[ポインティングデータセットの抜粋]
-------------------------

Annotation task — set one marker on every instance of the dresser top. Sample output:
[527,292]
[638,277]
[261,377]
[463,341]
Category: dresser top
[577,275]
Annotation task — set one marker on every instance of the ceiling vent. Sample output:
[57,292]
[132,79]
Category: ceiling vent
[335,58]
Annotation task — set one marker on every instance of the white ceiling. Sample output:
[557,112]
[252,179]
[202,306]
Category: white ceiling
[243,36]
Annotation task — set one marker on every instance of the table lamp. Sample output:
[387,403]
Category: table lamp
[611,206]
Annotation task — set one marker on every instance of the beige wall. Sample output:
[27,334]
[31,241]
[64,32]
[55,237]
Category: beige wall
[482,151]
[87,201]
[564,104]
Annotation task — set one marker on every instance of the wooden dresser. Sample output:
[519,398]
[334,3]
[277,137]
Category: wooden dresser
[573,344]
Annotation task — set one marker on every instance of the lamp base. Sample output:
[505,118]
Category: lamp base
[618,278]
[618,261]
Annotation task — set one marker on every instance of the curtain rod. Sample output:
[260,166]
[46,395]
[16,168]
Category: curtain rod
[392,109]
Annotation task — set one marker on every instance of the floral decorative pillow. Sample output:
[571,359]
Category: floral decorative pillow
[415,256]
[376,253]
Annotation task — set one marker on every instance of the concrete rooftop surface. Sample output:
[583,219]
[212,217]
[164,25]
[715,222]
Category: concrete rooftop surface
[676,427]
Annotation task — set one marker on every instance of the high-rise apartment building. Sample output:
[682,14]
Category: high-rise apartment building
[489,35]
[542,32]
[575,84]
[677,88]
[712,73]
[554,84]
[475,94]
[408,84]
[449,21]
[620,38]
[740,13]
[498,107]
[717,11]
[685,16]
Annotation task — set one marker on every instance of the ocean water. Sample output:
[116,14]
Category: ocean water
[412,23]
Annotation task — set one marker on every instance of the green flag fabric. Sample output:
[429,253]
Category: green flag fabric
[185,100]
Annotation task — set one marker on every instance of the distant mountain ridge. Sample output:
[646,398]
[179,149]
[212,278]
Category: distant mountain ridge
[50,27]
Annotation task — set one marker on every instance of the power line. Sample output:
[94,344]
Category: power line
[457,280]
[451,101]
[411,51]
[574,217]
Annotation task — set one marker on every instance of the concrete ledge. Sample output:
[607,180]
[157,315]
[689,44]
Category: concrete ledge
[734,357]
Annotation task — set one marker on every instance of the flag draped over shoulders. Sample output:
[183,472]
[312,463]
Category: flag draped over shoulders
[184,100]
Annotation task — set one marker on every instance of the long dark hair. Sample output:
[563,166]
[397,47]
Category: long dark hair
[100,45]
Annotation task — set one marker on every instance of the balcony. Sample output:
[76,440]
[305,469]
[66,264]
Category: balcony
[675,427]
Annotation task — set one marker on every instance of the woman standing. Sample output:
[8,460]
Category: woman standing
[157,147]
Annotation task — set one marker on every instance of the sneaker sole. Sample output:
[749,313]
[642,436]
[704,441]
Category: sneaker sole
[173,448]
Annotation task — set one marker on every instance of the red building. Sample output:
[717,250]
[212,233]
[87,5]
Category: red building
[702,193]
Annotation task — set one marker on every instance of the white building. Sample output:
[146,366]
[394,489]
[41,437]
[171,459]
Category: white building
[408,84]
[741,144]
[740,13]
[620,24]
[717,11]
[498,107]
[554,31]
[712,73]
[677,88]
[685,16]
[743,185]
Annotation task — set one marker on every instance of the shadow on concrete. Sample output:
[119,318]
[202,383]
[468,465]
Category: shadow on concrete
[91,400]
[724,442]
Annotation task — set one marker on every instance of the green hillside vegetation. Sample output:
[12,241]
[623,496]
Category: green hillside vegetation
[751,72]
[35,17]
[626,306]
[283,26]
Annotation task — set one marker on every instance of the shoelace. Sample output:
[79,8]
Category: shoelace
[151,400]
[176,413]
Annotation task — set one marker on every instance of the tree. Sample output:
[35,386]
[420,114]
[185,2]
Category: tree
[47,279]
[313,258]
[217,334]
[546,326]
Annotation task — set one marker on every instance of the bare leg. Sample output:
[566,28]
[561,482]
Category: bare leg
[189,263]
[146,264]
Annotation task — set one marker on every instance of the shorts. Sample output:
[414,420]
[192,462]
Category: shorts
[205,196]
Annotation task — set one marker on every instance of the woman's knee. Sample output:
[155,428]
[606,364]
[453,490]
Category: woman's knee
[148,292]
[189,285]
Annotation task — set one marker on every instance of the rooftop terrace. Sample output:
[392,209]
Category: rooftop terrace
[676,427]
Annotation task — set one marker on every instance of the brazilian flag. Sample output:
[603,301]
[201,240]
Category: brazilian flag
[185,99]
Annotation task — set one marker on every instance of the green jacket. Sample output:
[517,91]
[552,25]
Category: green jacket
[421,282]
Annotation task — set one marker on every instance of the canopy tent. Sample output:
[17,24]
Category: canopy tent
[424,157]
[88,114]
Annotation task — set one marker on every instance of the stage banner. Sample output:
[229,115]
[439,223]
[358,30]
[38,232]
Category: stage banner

-------------------------

• [作業内容] 「of the shoelace.」を含む行からリストの最後までを、「canopy tent」を「party tent」に置き換え、それ以外は変えずに書き出してください。

• [解答]
Annotation task — set one marker on every instance of the shoelace. Sample output:
[79,8]
Category: shoelace
[151,400]
[176,413]
Annotation task — set one marker on every instance of the tree. Sample output:
[35,386]
[420,114]
[185,2]
Category: tree
[47,279]
[313,258]
[217,334]
[546,326]
Annotation task — set one marker on every instance of the bare leg. Sample output:
[566,28]
[561,482]
Category: bare leg
[189,263]
[146,264]
Annotation task — set one marker on every instance of the shorts. Sample output:
[414,420]
[192,462]
Category: shorts
[205,196]
Annotation task — set one marker on every instance of the woman's knee. Sample output:
[155,428]
[606,364]
[453,490]
Category: woman's knee
[148,292]
[189,285]
Annotation task — set one marker on every instance of the rooftop terrace. Sample output:
[392,209]
Category: rooftop terrace
[676,427]
Annotation task — set one marker on every instance of the brazilian flag. Sample output:
[603,301]
[201,240]
Category: brazilian flag
[185,99]
Annotation task — set one marker on every instance of the green jacket. Sample output:
[517,91]
[552,25]
Category: green jacket
[421,282]
Annotation task — set one marker on every instance of the party tent. Sample output:
[17,24]
Category: party tent
[424,157]
[88,114]
Annotation task — set one marker on every instance of the stage banner. Sample output:
[229,115]
[439,223]
[358,30]
[38,232]
Category: stage banner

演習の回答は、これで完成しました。